DIRECTIONS -
Your whole reply should be the lines from the one that contains "phrase -- area rug" through the last line of the listing, copied exactly.

SUPPLIED RECORDS -
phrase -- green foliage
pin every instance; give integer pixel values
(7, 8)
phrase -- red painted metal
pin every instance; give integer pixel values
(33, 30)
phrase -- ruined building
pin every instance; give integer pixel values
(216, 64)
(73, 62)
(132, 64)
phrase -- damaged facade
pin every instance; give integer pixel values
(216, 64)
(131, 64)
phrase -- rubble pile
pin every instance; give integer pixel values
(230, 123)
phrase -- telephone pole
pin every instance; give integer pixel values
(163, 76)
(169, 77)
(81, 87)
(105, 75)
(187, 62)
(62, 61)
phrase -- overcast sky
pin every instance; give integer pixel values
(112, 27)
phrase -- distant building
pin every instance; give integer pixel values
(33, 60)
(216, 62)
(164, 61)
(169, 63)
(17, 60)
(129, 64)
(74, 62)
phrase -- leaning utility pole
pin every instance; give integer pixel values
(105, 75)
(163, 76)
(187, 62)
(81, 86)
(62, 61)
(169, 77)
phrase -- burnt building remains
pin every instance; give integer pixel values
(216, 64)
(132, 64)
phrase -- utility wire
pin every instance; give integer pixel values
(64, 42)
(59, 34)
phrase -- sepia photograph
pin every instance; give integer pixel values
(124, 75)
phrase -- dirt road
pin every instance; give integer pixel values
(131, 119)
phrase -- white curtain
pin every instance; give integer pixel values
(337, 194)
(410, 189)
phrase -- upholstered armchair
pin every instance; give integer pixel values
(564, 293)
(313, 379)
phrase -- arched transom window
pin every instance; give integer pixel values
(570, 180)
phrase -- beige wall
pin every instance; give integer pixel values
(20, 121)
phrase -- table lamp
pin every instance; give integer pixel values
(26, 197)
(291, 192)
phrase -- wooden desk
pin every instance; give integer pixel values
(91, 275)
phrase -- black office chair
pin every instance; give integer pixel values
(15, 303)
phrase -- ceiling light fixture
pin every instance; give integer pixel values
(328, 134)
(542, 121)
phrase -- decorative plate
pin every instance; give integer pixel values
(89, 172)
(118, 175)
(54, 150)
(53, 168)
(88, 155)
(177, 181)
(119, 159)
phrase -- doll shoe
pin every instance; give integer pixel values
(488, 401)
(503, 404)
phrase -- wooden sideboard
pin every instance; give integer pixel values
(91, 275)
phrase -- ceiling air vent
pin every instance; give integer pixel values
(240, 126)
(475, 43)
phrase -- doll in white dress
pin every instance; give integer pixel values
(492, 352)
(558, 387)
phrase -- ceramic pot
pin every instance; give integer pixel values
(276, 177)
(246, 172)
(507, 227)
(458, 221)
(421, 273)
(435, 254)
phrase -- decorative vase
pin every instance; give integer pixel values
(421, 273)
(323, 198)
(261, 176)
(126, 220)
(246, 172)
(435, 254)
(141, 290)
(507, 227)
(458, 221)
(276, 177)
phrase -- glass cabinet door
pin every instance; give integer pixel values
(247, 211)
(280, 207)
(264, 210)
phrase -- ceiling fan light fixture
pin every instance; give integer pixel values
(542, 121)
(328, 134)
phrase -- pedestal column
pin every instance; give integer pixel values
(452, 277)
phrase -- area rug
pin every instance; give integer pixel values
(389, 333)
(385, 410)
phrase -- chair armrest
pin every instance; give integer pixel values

YOUR RESPONSE -
phrase -- area rug
pin every instance; give integer pixel values
(389, 333)
(385, 410)
phrase -- chair armrest
pin every instance; give integer pixel values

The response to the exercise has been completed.